[Pointing dataset records]
+ + + + + + +

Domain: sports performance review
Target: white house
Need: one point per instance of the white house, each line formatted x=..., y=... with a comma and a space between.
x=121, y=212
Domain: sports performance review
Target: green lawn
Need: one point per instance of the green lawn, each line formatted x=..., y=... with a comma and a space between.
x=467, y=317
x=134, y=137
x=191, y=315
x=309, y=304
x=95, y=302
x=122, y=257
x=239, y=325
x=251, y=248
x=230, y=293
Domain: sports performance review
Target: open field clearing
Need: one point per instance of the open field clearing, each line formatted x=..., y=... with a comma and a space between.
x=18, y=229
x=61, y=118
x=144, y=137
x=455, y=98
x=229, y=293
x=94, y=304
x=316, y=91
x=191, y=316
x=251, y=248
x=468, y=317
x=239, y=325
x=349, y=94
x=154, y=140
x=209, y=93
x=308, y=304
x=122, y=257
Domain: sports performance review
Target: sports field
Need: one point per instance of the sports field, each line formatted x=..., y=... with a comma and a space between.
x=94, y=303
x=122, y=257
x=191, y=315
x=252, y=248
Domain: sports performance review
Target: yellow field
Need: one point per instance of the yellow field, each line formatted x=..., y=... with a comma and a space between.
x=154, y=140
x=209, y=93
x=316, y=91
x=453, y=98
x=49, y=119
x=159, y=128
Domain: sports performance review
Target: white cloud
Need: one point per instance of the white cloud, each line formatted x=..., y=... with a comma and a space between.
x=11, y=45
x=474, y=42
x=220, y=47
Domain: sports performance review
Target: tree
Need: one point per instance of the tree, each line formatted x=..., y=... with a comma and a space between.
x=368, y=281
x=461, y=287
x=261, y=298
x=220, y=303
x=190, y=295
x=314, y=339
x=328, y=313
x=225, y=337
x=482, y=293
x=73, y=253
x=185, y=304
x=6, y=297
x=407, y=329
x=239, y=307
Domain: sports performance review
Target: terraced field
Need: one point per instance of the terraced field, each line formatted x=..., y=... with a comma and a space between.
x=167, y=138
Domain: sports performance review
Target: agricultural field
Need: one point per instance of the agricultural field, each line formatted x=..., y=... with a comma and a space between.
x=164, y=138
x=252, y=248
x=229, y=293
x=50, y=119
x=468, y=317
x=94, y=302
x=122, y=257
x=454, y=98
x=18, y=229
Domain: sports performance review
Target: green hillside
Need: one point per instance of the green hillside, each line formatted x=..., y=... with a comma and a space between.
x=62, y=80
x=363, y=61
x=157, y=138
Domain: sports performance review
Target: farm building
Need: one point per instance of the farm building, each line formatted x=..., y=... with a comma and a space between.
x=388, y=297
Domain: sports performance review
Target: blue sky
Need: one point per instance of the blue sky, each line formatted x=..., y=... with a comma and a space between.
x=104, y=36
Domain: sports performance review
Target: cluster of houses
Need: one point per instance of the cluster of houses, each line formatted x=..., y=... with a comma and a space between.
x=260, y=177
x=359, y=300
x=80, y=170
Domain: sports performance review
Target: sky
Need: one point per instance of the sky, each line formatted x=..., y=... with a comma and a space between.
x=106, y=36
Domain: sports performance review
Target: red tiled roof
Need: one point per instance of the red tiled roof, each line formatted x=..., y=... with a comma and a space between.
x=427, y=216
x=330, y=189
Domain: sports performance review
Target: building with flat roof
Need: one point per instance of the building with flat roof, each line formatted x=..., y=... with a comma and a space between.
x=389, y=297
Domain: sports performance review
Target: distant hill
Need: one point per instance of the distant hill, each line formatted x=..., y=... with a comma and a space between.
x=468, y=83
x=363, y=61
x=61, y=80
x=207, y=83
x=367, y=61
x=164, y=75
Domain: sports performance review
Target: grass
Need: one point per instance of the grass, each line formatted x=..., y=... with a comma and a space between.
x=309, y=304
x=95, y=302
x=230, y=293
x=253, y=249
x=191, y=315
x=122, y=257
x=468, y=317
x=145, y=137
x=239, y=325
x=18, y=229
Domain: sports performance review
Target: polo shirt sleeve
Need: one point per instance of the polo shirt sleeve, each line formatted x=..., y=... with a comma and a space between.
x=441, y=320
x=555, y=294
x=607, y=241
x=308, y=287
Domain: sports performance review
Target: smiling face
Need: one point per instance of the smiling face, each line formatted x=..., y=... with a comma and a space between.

+ + + + + + +

WHAT YOU ARE ASKED TO DO: Please convert everything from the start of the records down to the line containing "x=121, y=212", both ends included, into a two-column CSV with the columns input and output. Give one row per record, with each value in a single quoted field and its line breaks replaced by spaces.

RESULT:
input,output
"Domain: sports performance review Target: white house Need: one point per instance of the white house, each line formatted x=..., y=... with a comma and a space between.","x=121, y=212"